TASK GOAL>
Transcribe the records below. Leave every line exactly as written.
⟨
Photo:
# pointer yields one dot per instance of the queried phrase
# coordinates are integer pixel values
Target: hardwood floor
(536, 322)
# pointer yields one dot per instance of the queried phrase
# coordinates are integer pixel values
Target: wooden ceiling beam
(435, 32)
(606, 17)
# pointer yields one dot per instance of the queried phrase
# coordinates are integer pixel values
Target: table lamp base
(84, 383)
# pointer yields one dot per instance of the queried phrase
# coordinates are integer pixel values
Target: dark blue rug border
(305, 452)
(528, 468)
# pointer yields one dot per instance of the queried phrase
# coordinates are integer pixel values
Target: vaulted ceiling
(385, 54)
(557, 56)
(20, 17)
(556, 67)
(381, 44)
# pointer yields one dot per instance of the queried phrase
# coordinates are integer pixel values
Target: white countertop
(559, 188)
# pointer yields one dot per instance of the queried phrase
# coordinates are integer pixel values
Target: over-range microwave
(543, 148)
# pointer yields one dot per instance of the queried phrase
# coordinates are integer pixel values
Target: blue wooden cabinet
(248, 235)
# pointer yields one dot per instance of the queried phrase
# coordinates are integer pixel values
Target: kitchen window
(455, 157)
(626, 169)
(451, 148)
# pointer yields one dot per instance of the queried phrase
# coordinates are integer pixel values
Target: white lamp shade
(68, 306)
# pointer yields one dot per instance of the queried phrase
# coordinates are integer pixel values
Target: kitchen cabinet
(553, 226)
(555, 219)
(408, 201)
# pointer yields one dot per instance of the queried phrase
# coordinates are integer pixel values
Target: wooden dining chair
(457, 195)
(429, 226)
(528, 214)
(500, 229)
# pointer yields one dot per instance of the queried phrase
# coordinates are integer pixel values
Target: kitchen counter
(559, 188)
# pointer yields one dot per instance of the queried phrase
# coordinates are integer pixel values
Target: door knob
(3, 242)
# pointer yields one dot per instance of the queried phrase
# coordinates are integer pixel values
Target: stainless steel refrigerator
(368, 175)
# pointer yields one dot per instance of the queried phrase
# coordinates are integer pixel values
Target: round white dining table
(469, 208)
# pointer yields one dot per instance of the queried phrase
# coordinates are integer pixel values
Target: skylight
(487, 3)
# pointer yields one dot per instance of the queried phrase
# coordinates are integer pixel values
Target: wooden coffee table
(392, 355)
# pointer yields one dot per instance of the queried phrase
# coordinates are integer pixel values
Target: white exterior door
⟩
RESPONSE BOX>
Photo:
# pointer yields one dot per instance of the queried phrase
# coordinates are integer pixel values
Target: hardwood floor
(536, 322)
# pointer yields one dot per instance of the queried phrase
# coordinates are integer pixel values
Target: wooden ceiling beam
(435, 32)
(606, 17)
# pointer yields one dot per instance of the queried phrase
# coordinates are integer pixel values
Target: table lamp base
(84, 383)
# pointer yields one dot per instance of the queried phrase
# coordinates are integer pixel values
Target: dark blue rug border
(305, 452)
(528, 468)
# pointer yields one dot per instance of the queried phrase
# coordinates are integer pixel values
Target: vaulted ceiling
(385, 54)
(557, 56)
(20, 17)
(556, 67)
(381, 44)
# pointer yields one dot per instance of the queried phrase
# coordinates are integer pixel values
Target: white countertop
(559, 188)
# pointer yields one dot per instance of the queried phrase
# coordinates are integer pixel values
Target: over-range microwave
(543, 148)
# pointer yields one dot per instance of the queried phrase
# coordinates are integer pixel values
Target: blue wooden cabinet
(248, 235)
# pointer yields one dot per instance of the queried phrase
# coordinates are integer pixel values
Target: kitchen window
(455, 157)
(626, 169)
(451, 148)
# pointer yields one dot per instance of the queried phrase
# coordinates are integer pixel values
Target: white lamp shade
(68, 306)
# pointer yields one dot per instance of the queried phrase
# coordinates are integer pixel values
Target: kitchen cabinet
(553, 226)
(555, 219)
(408, 201)
# pointer yields one dot per instance of the queried phrase
# coordinates are integer pixel values
Target: wooden dining chair
(457, 195)
(429, 226)
(528, 214)
(500, 229)
# pointer yields one dot per instance of the queried phrase
# coordinates are integer pixel values
Target: kitchen counter
(559, 188)
# pointer yields one dot per instance of the queried phrase
# coordinates are integer pixel values
Target: door knob
(3, 242)
# pointer yields one dot per instance of the queried phrase
# coordinates are integer pixel values
Target: stainless steel refrigerator
(368, 175)
# pointer yields one dot per instance of the queried phrase
# coordinates are integer pixel values
Target: round white dining table
(469, 208)
# pointer yields one dot per instance of the queried phrase
# coordinates are integer pixel values
Target: skylight
(487, 3)
# pointer yields one dot per instance of the queried phrase
# coordinates are integer pixel values
Target: wooden coffee table
(392, 355)
# pointer yields one dot per instance of the queried phrase
# coordinates are integer pixel values
Target: white exterior door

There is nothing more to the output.